> [PROVIDED TEXT]:
************

Awesome
ChangeViT
Codes and models for ChangeViT: Unleashing Plain Vision Transformers for Change Detection .
Duowang Zhu, Xiaohu Huang, Haiyan Huang, Zhenfeng Shao, Qimin Cheng
Update
- [2024/6/24] All the code has been released, including training and inference. 😊
- [2024/6/19] The core component of this paper has been released, including detail-capture, and feature injector.
- [2024/6/18] The training code will be publicly available at about
2024/7/5.
Abstract
In this paper, our study uncovers ViTs' unique advantage in discerning large-scale changes, a capability where CNNs fall short. Capitalizing on this insight, we introduce ChangeViT, a framework that adopts a plain ViT backbone to enhance the performance of large-scale changes. This framework is supplemented by a detail-capture module that generates detailed spatial features and a feature injector that efficiently integrates fine-grained spatial information into high-level semantic learning. The feature integration ensures that ChangeViT excels in both detecting large-scale changes and capturing fine-grained details, providing comprehensive change detection across diverse scales. Without bells and whistles, ChangeViT achieves state-of-the-art performance on three popular high-resolution datasets (i.e., LEVIR-CD, WHU-CD, and CLCD) and one low-resolution dataset (i.e., OSCD), which underscores the unleashed potential of plain ViTs for change detection. Furthermore, thorough quantitative and qualitative analyses validate the efficacy of the introduced modules, solidifying the effectiveness of our approach.

************

> [PROVIDED RECORDS]:
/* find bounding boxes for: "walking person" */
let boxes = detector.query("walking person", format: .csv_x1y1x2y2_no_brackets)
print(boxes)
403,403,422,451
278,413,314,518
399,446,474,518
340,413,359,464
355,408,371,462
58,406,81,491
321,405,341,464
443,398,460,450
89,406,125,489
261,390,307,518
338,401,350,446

************

> [COMPLETE THE FOLLOWING]:
**a.** Rewrite the ChangeViT page from "Duowang Zhu, Xiaohu" up to and including "and feature injector.", putting "published" in place of "released".
**b.** Answer these questions from the ChangeViT page:
(i) On what date was all the code released?
(ii) Which two components were released on 2024/6/19?
(iii) Which low-resolution dataset does ChangeViT reach state-of-the-art performance on?

> [ANSWERS PER TASK]:
**a.**
Duowang Zhu, Xiaohu Huang, Haiyan Huang, Zhenfeng Shao, Qimin Cheng
Update
- [2024/6/24] All the code has been published, including training and inference. 😊
- [2024/6/19] The core component of this paper has been published, including detail-capture, and feature injector.

**b.**
(i) 2024/6/24
(ii) Detail-capture and the feature injector
(iii) OSCD